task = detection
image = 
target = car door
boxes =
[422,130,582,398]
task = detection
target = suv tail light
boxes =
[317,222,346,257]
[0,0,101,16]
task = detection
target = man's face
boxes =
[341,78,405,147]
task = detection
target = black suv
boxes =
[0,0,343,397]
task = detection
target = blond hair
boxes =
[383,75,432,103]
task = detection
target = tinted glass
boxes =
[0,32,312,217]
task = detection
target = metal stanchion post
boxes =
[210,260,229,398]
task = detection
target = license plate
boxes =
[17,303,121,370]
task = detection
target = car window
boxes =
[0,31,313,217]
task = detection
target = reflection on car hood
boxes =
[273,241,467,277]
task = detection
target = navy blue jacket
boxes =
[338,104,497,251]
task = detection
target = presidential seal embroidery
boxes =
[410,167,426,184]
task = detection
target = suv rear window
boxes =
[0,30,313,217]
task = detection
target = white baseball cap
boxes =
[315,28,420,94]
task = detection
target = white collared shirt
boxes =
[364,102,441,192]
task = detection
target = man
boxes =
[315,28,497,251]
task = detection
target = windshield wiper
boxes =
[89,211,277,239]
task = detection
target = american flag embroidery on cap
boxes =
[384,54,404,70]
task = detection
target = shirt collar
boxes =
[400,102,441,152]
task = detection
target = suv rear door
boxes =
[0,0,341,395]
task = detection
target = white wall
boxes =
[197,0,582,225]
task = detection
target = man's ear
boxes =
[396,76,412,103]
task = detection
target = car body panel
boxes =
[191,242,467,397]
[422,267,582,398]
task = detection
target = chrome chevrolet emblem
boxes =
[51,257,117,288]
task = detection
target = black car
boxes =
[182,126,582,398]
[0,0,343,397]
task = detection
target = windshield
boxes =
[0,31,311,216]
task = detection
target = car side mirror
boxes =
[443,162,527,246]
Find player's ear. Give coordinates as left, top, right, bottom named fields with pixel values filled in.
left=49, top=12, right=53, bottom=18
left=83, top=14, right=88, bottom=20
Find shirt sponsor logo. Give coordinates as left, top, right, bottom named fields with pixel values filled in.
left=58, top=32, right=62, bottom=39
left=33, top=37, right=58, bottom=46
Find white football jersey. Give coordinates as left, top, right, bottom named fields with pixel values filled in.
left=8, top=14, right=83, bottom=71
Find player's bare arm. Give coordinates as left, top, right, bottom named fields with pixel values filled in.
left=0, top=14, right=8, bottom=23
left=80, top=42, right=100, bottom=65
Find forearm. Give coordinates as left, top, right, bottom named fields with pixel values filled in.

AIM » Rewrite all of the entries above, changing every "detection" to "localization" and leaving everything else the same.

PROBLEM SOLUTION »
task = localization
image = 
target = car door
boxes =
[422,130,582,398]
task = localization
target = suv tail light
boxes =
[317,222,346,257]
[0,0,101,16]
task = localization
target = man's face
boxes =
[341,78,405,147]
task = localization
target = black suv
boxes =
[0,0,343,397]
task = localization
target = blond hair
boxes =
[383,75,432,103]
task = localization
target = tinted glass
boxes =
[0,32,312,217]
task = localization
target = metal stanchion post
boxes =
[210,260,229,398]
task = localization
target = license plate
boxes =
[17,303,121,370]
task = localization
target = car window
boxes =
[0,31,313,217]
task = localization
target = reflection on car hood
boxes =
[273,241,467,277]
task = localization
target = navy blue jacket
boxes =
[338,104,497,251]
task = localization
target = presidential seal embroidery
boxes =
[410,167,426,184]
task = localization
target = suv rear window
boxes =
[0,30,313,217]
task = localization
target = white baseball cap
boxes =
[315,28,420,94]
task = localization
target = white collared shirt
boxes =
[364,102,441,192]
task = localization
target = man
boxes =
[315,28,497,251]
task = localization
target = windshield wiper
boxes =
[89,211,277,239]
task = localization
target = american flag embroidery on cap
boxes =
[384,54,404,70]
task = localization
target = shirt collar
boxes =
[400,102,441,152]
task = localization
target = suv rear door
boxes =
[0,0,341,395]
task = localization
target = white wall
boxes =
[197,0,582,225]
task = localization
target = man's ear
boxes =
[396,76,412,103]
task = localization
target = car body panel
boxes =
[191,242,467,397]
[422,267,582,398]
task = localization
target = chrome chevrolet emblem
boxes =
[51,257,117,288]
task = localization
target = black car
boxes =
[182,126,582,398]
[0,0,343,397]
task = localization
target = windshield
boxes =
[0,31,311,216]
task = localization
target = car side mirror
boxes =
[443,162,527,246]
Find player's ear. Give coordinates as left, top, right, bottom named fields with pixel values filled in.
left=49, top=12, right=53, bottom=18
left=83, top=14, right=88, bottom=20
Find shirt sponsor logo. Give coordinates as left, top, right, bottom named fields with pixel values filled in.
left=58, top=32, right=62, bottom=39
left=33, top=37, right=58, bottom=46
Find white football jersey. Give coordinates as left, top, right, bottom named fields with pixel values filled in.
left=8, top=14, right=83, bottom=71
Find player's bare arm. Give coordinates as left, top, right, bottom named fields with pixel values filled in.
left=0, top=14, right=8, bottom=23
left=80, top=42, right=100, bottom=65
Find forearm. Give coordinates as left, top, right, bottom named fields with pixel values filled in.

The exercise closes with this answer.